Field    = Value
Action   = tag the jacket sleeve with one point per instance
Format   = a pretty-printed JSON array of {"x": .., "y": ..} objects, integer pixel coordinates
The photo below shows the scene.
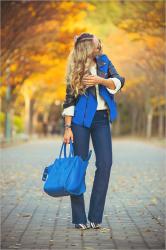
[
  {"x": 112, "y": 72},
  {"x": 68, "y": 111}
]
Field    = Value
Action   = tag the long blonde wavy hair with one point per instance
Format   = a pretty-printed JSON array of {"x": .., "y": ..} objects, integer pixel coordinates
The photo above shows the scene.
[{"x": 79, "y": 61}]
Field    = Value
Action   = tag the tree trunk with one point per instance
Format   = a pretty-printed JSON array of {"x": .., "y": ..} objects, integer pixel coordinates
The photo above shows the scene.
[{"x": 149, "y": 123}]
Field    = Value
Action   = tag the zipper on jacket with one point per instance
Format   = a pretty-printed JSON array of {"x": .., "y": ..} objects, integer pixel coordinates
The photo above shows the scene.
[{"x": 85, "y": 110}]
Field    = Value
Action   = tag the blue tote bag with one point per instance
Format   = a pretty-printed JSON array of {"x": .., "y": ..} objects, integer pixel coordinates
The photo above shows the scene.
[{"x": 66, "y": 175}]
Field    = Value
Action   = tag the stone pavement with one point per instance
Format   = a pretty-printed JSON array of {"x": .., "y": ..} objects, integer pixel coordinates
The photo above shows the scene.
[{"x": 134, "y": 210}]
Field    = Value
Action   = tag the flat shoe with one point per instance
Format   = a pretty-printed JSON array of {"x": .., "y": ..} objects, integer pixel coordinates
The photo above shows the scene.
[
  {"x": 94, "y": 225},
  {"x": 81, "y": 226}
]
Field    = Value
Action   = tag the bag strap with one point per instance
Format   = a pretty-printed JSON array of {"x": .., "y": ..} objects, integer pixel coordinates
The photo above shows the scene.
[{"x": 89, "y": 155}]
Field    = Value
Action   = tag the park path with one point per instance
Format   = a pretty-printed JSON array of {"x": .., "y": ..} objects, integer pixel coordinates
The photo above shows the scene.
[{"x": 134, "y": 210}]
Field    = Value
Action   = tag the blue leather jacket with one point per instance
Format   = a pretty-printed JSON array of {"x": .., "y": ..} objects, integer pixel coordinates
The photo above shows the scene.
[{"x": 86, "y": 104}]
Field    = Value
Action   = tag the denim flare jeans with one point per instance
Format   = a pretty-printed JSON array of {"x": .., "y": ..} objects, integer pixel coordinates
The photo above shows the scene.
[{"x": 100, "y": 132}]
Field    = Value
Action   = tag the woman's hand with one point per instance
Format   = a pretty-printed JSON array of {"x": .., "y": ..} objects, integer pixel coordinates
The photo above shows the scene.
[
  {"x": 91, "y": 80},
  {"x": 67, "y": 135}
]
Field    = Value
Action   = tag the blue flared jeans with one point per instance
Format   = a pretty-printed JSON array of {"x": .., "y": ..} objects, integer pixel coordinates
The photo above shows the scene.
[{"x": 100, "y": 133}]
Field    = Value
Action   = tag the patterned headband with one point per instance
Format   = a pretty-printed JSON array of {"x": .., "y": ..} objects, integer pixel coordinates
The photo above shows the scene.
[{"x": 82, "y": 39}]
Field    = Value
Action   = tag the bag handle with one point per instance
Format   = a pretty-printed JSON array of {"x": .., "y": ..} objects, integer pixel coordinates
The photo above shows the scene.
[{"x": 64, "y": 146}]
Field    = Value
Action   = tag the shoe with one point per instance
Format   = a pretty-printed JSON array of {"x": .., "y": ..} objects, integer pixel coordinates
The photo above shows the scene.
[
  {"x": 94, "y": 225},
  {"x": 81, "y": 226}
]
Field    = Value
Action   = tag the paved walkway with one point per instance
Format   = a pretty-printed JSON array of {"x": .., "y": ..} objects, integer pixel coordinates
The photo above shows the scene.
[{"x": 134, "y": 210}]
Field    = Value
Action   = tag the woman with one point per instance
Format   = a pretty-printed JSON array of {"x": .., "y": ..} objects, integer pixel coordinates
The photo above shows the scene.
[{"x": 92, "y": 80}]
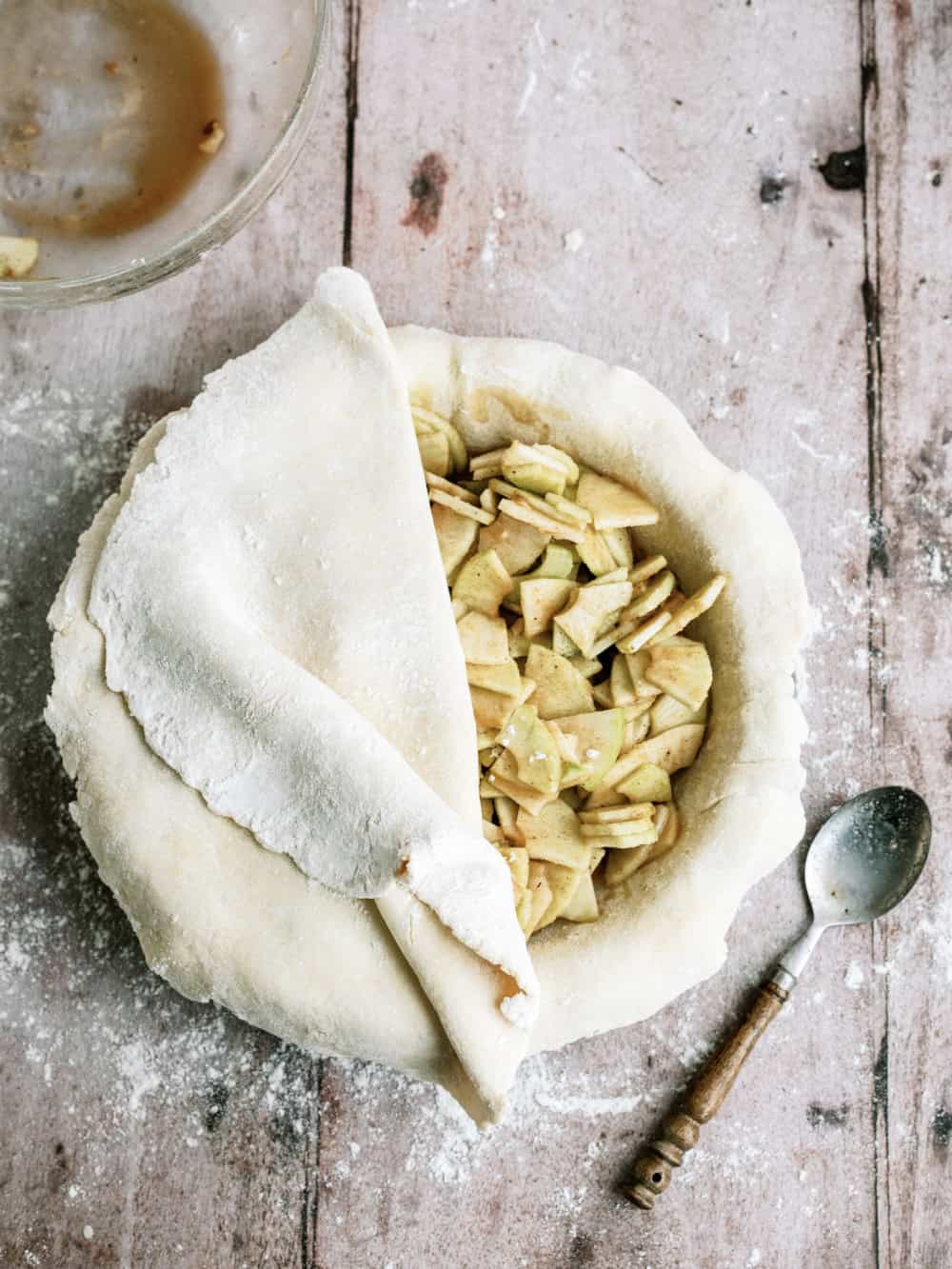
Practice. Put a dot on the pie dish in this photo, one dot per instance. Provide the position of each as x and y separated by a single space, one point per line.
262 698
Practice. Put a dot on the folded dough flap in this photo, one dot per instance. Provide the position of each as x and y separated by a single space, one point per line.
277 620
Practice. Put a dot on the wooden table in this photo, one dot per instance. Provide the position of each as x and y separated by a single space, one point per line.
650 183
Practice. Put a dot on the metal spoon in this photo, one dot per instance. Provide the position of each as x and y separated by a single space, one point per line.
863 862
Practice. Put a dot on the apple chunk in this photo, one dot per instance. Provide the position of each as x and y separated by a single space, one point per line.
583 906
563 883
647 783
541 599
483 583
505 678
560 689
456 536
535 750
593 605
681 667
555 834
486 640
600 742
612 506
517 545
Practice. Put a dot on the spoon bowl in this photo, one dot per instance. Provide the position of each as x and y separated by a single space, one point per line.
863 862
867 856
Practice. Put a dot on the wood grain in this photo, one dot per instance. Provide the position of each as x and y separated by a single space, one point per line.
640 182
909 213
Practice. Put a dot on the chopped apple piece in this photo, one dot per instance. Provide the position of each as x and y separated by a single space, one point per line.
529 468
559 456
645 568
644 835
644 633
556 563
563 644
560 689
693 606
456 536
434 453
487 464
619 542
463 507
638 664
600 742
533 746
632 831
668 827
566 510
483 583
619 739
526 506
672 751
563 883
651 598
635 731
555 835
505 780
620 814
681 667
541 599
518 640
505 678
666 712
583 906
518 545
623 686
518 861
486 640
457 446
506 814
593 605
491 709
588 666
612 506
540 898
646 783
623 864
566 745
448 486
602 692
596 553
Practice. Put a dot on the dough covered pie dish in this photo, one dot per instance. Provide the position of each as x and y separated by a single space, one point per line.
428 698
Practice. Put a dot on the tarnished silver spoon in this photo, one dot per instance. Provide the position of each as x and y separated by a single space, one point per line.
863 862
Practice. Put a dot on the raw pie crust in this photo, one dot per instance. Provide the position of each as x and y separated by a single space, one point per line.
257 782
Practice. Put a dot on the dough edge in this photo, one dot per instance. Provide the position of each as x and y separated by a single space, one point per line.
742 800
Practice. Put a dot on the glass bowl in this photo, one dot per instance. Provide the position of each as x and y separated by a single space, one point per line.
269 56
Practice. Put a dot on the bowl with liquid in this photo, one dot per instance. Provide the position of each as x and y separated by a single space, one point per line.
139 134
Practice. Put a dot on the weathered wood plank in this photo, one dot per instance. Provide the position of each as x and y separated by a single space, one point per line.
909 216
607 180
135 1128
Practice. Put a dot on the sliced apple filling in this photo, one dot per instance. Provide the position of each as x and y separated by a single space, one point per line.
586 694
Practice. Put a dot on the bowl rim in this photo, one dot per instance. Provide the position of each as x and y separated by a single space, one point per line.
213 229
*****
PROBLEM DETAILS
Output every record exactly, minus the pictures.

REPLY
Field    = Value
Action   = tag the jacket sleeve with one point per instance
Format   = a pretty-printed JSON array of {"x": .., "y": ..} objects, integer pixel coordinates
The photo below shows the scene.
[
  {"x": 112, "y": 72},
  {"x": 68, "y": 111}
]
Field    = Value
Action   = tag the long blonde wavy hair with one point per instance
Format   = a pretty-printed JSON array of {"x": .., "y": ..} objects, integer pixel coordinates
The photo above shows the scene.
[{"x": 79, "y": 61}]
Field    = Value
Action   = tag the tree trunk with one point per instance
Format   = a pretty-printed JSON array of {"x": .., "y": ..} objects, integer pixel coordinates
The photo above shows the scene.
[{"x": 149, "y": 123}]
Field    = Value
Action   = tag the zipper on jacket with one point per instance
Format   = a pretty-printed JSON array of {"x": .., "y": ..} objects, integer pixel coordinates
The photo above shows the scene.
[{"x": 85, "y": 110}]
Field    = Value
Action   = tag the blue tote bag with one point per instance
Format   = a pretty-printed JSON array of {"x": .., "y": ..} objects, integer pixel coordinates
The photo above shows the scene.
[{"x": 66, "y": 175}]
Field    = Value
Action   = tag the stone pavement with one point per instance
Format   = a pretty-printed JSON array of {"x": .., "y": ..} objects, integer pixel coordinates
The photo above shows the scene.
[{"x": 134, "y": 210}]
Field    = Value
Action   = tag the flat shoe with one point per instance
Format   = a pretty-printed JSON array of {"x": .., "y": ..} objects, integer pixel coordinates
The photo above shows the scene.
[
  {"x": 94, "y": 225},
  {"x": 81, "y": 226}
]
Field    = Value
Action   = tag the bag strap with one point per instance
Format   = a pretty-printed JSON array of {"x": .., "y": ..} objects, integer pixel coordinates
The photo above shows the scene.
[{"x": 89, "y": 155}]
Field    = Value
Action   = tag the park path with one point per instance
Format   = a pretty-printed JSON array of {"x": .., "y": ..} objects, integer pixel coordinates
The photo above shows the scene.
[{"x": 134, "y": 210}]
Field    = Value
Action   = tag the blue leather jacket with one point per instance
Format   = a pretty-printed JSON array of {"x": .., "y": ..} objects, integer pixel coordinates
The photo above shows the scene.
[{"x": 86, "y": 104}]
Field    = Value
Action   = tag the denim flare jeans with one point per instance
Format   = a pretty-printed JSON array of {"x": .., "y": ..} objects, integer pixel coordinates
The photo above shows the scene.
[{"x": 100, "y": 132}]
Field    = Value
Action   = tag the woman's hand with one point per instance
Format   = a pretty-printed JSON array of {"x": .., "y": ..} objects, integer pixel coordinates
The photo above shows the scene.
[
  {"x": 91, "y": 80},
  {"x": 67, "y": 135}
]
Field    = Value
Action   = tag the blue flared jeans with one point per instance
Format   = a pretty-printed JSON array of {"x": .., "y": ..} objects, integer pixel coordinates
The photo above shows the scene.
[{"x": 100, "y": 133}]
Field    = Value
Action   = tag the patterned headband with one point per instance
Format   = a pretty-printed JSON array of {"x": .., "y": ..} objects, integer pixel coordinates
The photo above shows the scene.
[{"x": 82, "y": 39}]
Field    = Value
Action   = tag the bag handle with one point per instance
Format   = a pretty-printed JSON array of {"x": .., "y": ..} objects, integer pixel coordinates
The photo above shows the scene.
[{"x": 64, "y": 146}]
Field    = Value
Action   = tag the shoe with one point per instance
Format   = a pretty-printed JSON array of {"x": .., "y": ..} objects, integer pixel coordinates
The photo above shows the scene.
[
  {"x": 94, "y": 225},
  {"x": 81, "y": 226}
]
Field    = Value
Action   = tag the paved walkway with one point per instance
Format   = a pretty-printed JSON array of {"x": .., "y": ..} objects, integer pixel coordinates
The photo above shows the scene.
[{"x": 134, "y": 210}]
Field    = Value
Action   = tag the woman with one point per instance
Format   = a pretty-printed JSON array of {"x": .., "y": ..} objects, integer pixel coordinates
The photo above shows the scene.
[{"x": 92, "y": 80}]
Practice. Put a dot on the pie dish in this photo, one dot per instance. Provide the position of each as x and y separated by a single space, one point per line.
262 698
Practice. Put a dot on the folded dough flap in this photo, one dot per instance. Provide the position of each as x and y separated by a single space, one point per line.
277 620
Practice. Put a dot on the wooden table in this photo, one dot per instance. Provide the position of each as x and y separated by a single space, one point per line.
650 183
Practice. Put a dot on the metal spoon in this photo, one dot per instance. Provide the position of each as x and y separated by a single space, one point per line.
863 862
Practice. Put a dot on the apple chunk in this photo, one dot per instance. Provide the position of each as x and y separated by a single space, one point per line.
583 906
563 883
647 783
541 599
483 583
505 678
560 689
456 536
535 750
593 605
681 667
555 834
486 640
600 742
612 506
517 545
Practice. Put a dot on the spoon bowl in this photo, one dot per instance. Provide the position of each as x and y separated by a single space, one point per line.
863 862
867 856
Practice. Put a dot on the wood grain in this photo, one dot per instance. Provide the position of each as x and y separated by a single space, one point per line.
640 182
909 213
Practice. Put a dot on the chopped apple piece in this photo, one dot per instance. Provide the position of each as x and y separated by a single space, one point per line.
529 468
559 456
645 568
644 835
644 633
556 563
563 644
560 689
693 606
456 536
434 453
487 464
619 542
463 507
638 664
600 742
533 746
632 831
668 827
566 510
483 583
619 739
526 506
672 751
563 883
651 598
635 731
555 835
505 780
620 814
681 667
541 599
518 640
505 678
666 712
583 906
518 545
623 686
518 861
486 640
457 446
506 814
593 605
491 709
588 666
612 506
540 898
646 783
623 864
566 745
448 486
602 692
596 553
Practice. Put a dot on the dough covered pie dish in this photo, one dot per instance. Provide the position of each as x and y separated by a single space, one point per line.
428 698
Practice. Put a dot on the tarnished silver spoon in this photo, one dot per instance. Provide the position of each as x and y separated by a single space, one point per line.
863 862
Practice. Put a dot on the raw pie crust in this photo, one dot per instance. Provide the position of each as x and y separated by a single space, one point per line.
257 782
Practice. Put a dot on the dough edge in this photo, one dot per instance. Provide the position of each as x and y separated by a single space, one point per line.
742 800
Practice. Put a dot on the glass bowl in this photo, one dot per instance. Provide the position of each as x and y separated by a single space, one point per line.
269 56
Practice. Put a dot on the bowl with liquid in this photo, one dot per instance. Provide the position of each as x and y separated by a single space, one point per line.
139 134
Practice. Put a dot on the weathered wood plank in this photo, one dot per instance. Provide the position of each as x and y separated by a single space, one point per line.
909 216
607 180
135 1128
Practice. Put a dot on the sliced apple filling in this photo, one dot per instance. Provide the position of each as x and y separated by a single space, one point per line.
586 694
Practice. Put a dot on the bowl rim in this photo, one dot per instance. Provide the position of each as x and y separated by a single space, one point per line.
213 229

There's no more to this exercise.